## Begin Source extract

Hoping to get your advice on this. Every year around wintertime, i've had excess humidity buildup in the attic. Last year, I went up into the attic and found that they never broke the 2x bathroom vents out into the soffit. I attributed the moisture buildup to this and had the builder remedy the problem. This year, I once again have excess moisture buildup in the attic, which frosts up against the sheeting, then melts during a thaw, and ends up wetting the insulation. Last year, I had the builder replace the insulation due to its performance characteristics being altered after becoming wet. This year, I will likely do the same, but the problem is -- the builder is STUMPED. They don't know why this is happening. None of the soffit vents are blocked, I have one of the really good high-rising Venmar vents, and about 600sq ft of attic space.

My own theory is that the dryer and the bathrooms vented into the soffit are causing the problem, primarily because the louvers are pointed back into the soffit. I had my spouse run the dryer while i was in the attic, and the entire thing smelt laundry-fresh when she did so. This leads me to suspect that with the natural roof convection, it's drawing the warm humid dryer air back into the attic.

## End Source extract
## Begin Listed records

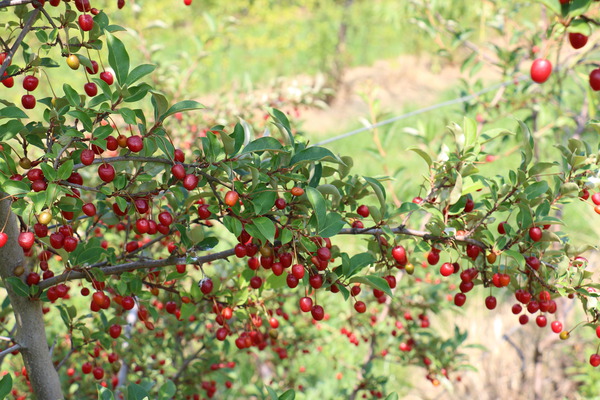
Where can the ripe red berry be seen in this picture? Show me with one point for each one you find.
(107, 77)
(90, 89)
(535, 233)
(115, 331)
(577, 40)
(306, 304)
(135, 143)
(206, 286)
(190, 181)
(446, 269)
(363, 211)
(490, 302)
(106, 172)
(28, 101)
(30, 83)
(86, 22)
(541, 70)
(231, 198)
(26, 240)
(360, 307)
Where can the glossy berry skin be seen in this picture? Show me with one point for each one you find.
(363, 211)
(595, 79)
(26, 240)
(106, 172)
(305, 304)
(541, 70)
(107, 77)
(399, 254)
(232, 198)
(90, 89)
(535, 233)
(30, 83)
(28, 101)
(135, 143)
(577, 40)
(190, 181)
(86, 22)
(446, 269)
(490, 302)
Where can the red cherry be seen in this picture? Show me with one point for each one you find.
(363, 211)
(89, 209)
(115, 331)
(317, 312)
(577, 40)
(541, 70)
(30, 83)
(127, 303)
(490, 302)
(26, 240)
(535, 233)
(106, 172)
(206, 286)
(178, 171)
(556, 326)
(360, 307)
(190, 181)
(107, 77)
(87, 157)
(306, 304)
(595, 79)
(165, 218)
(28, 101)
(447, 269)
(86, 22)
(399, 254)
(90, 89)
(231, 198)
(135, 143)
(459, 299)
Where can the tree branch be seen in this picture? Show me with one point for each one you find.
(402, 230)
(132, 266)
(13, 50)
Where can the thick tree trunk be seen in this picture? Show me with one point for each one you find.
(30, 332)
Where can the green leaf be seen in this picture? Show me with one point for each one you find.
(288, 395)
(313, 154)
(12, 112)
(423, 155)
(319, 206)
(265, 143)
(139, 72)
(5, 386)
(536, 189)
(18, 286)
(118, 58)
(137, 392)
(333, 225)
(266, 227)
(185, 105)
(359, 261)
(374, 281)
(65, 170)
(167, 390)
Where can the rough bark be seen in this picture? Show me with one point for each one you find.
(30, 330)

## End Listed records

* _Your objective_
Please carry on the post about attic moisture, picking up right after its final sentence. These items were taken from a separate source.

* _Reply_
The roof is a gable roof, on a mid-unit (connected on both sides) townhome, with a north-south exposure. Only the north side aspenite is wet, the south is fine. There are no leaks or penetrations in the roof, this is purely a condensation problem. I checked all of the bathroom vent boxes, and they were all well sealed and tuck taped. I also checked all of the rigid and flex vent lines in the attic, and all appear to be well sealed with no penetrations.

I need a professional opinion about this, since I am listing the home on the market, and do not want to pass on any problems to the purchaser, especially while the builder is willing to correct the problem at no cost outside of the warranty period.

In particular, I'd be curious to know if there's any section in the Ontario Building Code that stipulates blocking off the soffit ventilation within a certain distance of the exhaust vents

Thank you so much for your help.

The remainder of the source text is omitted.